In a recent column I suggested that, despite popular and widespread delusions and political mythology, our government is not “broken” and instead it is, We the People, who are broken.
I believe that truth, and I’ll try to explain it below. But to start, let me confess why I’m broken.
I love Maine. Growing up in the Boston suburb of Needham, some of my fondest memories involve experiences connected to the Pine Tree State. In high school, I vividly remember midnight road trips with my buddies, John, Zeke and Jeff, to L.L. Bean in a ’73 Ford Maverick.
I don’t ever recall buying anything at Bean during one of those visits, but that wasn’t the point. Bean was a mythical destination (The store never closes! They guarantee the boots forever!), glorified through the ubiquitous catalogs born in Maine.
The beauty of those trips and the memories are rooted in the utter absence of purpose, coupled with the pure joy of process. Just driving to Freeport, wandering around the store for an hour, jumping back in the Mav with AM radio blaring, stopping at a Howard Johnson’s for coffee and blueberry toasties, and returning to Needham at sunrise, was high adventure.
A few years later, my favorite uncle moved to Ogunquit. Frequent visits followed, along with a fondness for the Lobster Pound restaurant and a deeper love for the singularity of Maine – a love that was cemented in 2001 when I moved here from Atlanta, with my Bangor-born wife and our family.
My love for Maine is what inspired those teenage midnight trips, the profound calling to move here with my family 13 years ago, and the decision to build a business here. Finally, it was the catalyst for my entry into public service: former chairman of the Yarmouth Planning Board, three-year chairman of the Yarmouth Town Council, U.S. Senate candidate in 2012, and most recently, state Senate candidate.
Now, I’ve left politics. More accurately, politics left me. And while my love for Maine is intact, my hatred of Maine politics is now casting a long shadow, beyond anything seen by Punxsutawney Phil. (To be clear, I said “politics,” not government or public service.)
For years, I lied to myself through the delusional belief that “competency” in government should matter most, that a basic understanding of legal principles, economics, health care, public policy, energy, social services, environmental issues, labor, etc., should be required staples of civic leadership.
To the vast majority of Maine’s 958,440 registered voters today, blind partisanship, party-ism and anger-alignment traits are stronger voting influences than competency. The dangerous superficiality of this truth represents the state of our current political operating system; a system that party politicians (Democrats and Republicans) obscenely exploit for their own benefit.
Conversely, in 1776, John Adams, John Hancock, Thomas Jefferson, Benjamin Franklin and others crafted and implemented our Declaration of Independence, which gave birth to our great nation. These brilliant leaders and visionaries were not randomly chosen, or selected based upon petty partisanship. They were recognized and chosen for their wisdom and character – a phenomenon that seems archaic in today’s world of partisan myopia.
With life and liberty on the line, the instinct to recognize and engage competency was primal back then. Not today.

DATASET RECORDS:
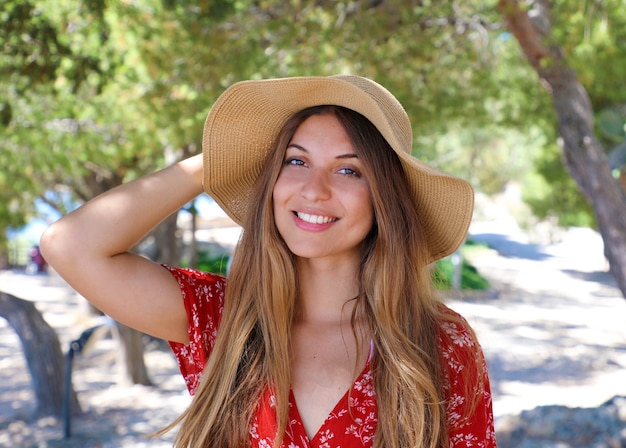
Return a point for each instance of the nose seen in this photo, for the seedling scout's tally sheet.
(316, 186)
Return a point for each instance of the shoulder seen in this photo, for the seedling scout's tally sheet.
(198, 283)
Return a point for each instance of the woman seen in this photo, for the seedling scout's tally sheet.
(329, 333)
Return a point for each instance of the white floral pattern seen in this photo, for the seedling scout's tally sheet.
(352, 423)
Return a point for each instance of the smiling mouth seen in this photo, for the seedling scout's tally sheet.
(315, 219)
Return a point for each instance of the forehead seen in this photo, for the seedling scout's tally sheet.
(321, 131)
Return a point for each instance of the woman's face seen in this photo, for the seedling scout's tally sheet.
(322, 202)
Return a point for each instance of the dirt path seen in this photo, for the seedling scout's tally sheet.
(552, 328)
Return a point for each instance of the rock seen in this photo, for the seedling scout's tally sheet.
(564, 427)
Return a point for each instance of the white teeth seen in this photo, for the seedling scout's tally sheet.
(315, 219)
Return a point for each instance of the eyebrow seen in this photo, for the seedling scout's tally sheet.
(350, 155)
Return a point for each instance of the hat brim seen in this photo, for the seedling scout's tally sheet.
(242, 126)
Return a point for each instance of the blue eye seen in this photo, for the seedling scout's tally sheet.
(294, 161)
(350, 172)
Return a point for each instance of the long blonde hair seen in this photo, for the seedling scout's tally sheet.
(396, 300)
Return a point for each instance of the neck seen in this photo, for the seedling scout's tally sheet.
(326, 291)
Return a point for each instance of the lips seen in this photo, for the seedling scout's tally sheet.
(315, 219)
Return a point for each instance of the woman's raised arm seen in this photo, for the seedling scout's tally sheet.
(89, 249)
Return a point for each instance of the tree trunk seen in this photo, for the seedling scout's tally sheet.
(583, 155)
(130, 357)
(43, 354)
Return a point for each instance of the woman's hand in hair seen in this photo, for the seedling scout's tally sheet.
(90, 247)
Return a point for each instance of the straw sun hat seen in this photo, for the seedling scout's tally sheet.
(244, 121)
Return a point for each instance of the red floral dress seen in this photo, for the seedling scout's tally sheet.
(352, 423)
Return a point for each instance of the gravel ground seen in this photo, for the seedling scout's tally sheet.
(552, 328)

TASK OBJECTIVE: Reproduce verbatim the passage of the column on Maine politics starting at "Now, I’ve left" and ending at "or public service.)".

FINISHED EXERCISE:
Now, I’ve left politics. More accurately, politics left me. And while my love for Maine is intact, my hatred of Maine politics is now casting a long shadow, beyond anything seen by Punxsutawney Phil. (To be clear, I said “politics,” not government or public service.)